**Work request A**
Translate this sentence from the passage on denied emotions into Spanish: "Your emotions can only be your emotions by expressing them."
**Work request B**
Decide whether each statement agrees with the passage on denied emotions. Answer yes or no, and quote the words of the passage that decide it.
(i) Our caretakers did not let us be angry or sad.
(ii) We fully went through the pain of our abandonment at the time.
(iii) Denying our emotions gives us more control over them.
**Work request C**
Proceed with the passage on denied emotions, writing on from its final sentence.

━━━ Page excerpt ━━━

This work is painful and that’s why we hold onto our denials and delusions. Why go back to the past? Why go through all that pain again? The fact is, we really never went through the pain. We developed a fantasy bond and used our primary ego defenses to avoid the anger, hurt and pain of our abandonment. Then we avoided our avoidance with our rigid roles and characterological defenses. We missed expressing the feelings at the crucial time.
We missed it because our caretakers would not allow us to be angry or sad. They justified this with the poisonous pedagogy. We also missed it because it was so painful. Your emotions can only be your emotions by expressing them. Denying our emotions is a way that causes us to lose control over them. Once repressed and denied, you no longer have your emotions—they have you.

━━━ Dataset extract ━━━

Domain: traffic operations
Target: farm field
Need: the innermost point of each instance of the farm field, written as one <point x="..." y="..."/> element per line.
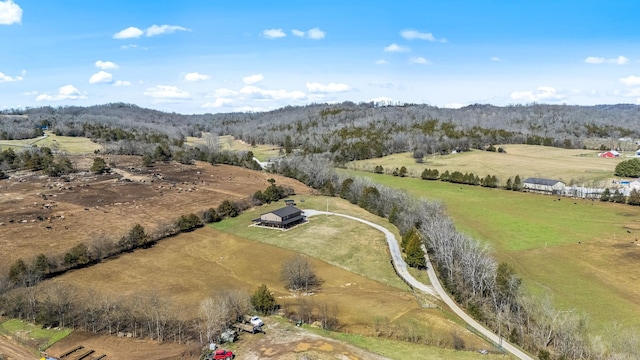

━━━

**Reply A**
Tus emociones solo pueden ser tus emociones al expresarlas.

**Reply B**
(i) Yes: "our caretakers would not allow us to be angry or sad."
(ii) No: "The fact is, we really never went through the pain."
(iii) No: "Denying our emotions is a way that causes us to lose control over them."

**Reply C**
The repressed emotions form a frozen energy core that unconsciously runs your life. Compulsive/addictive behavior is by definition outside our control. Emotional energy has to go somewhere. You either repress emotions (act them in); project them onto others (say others look needy when you feel shame over your own neediness); or “act them out.”
My addiction was an acting-out of my shame. My drunken episodes, which started as a way to feel better and overcome shame, escalated into shameful behaviors. Hanging over the commode after a drinking bout (a fitting place to celebrate toxic shame), I felt deep shame and remorse. What started as a way to cover up shame ended with more shame. This vicious cycle is referred to as a squirrel cage. Alice Miller calls this cycle “the logic of absurdity.”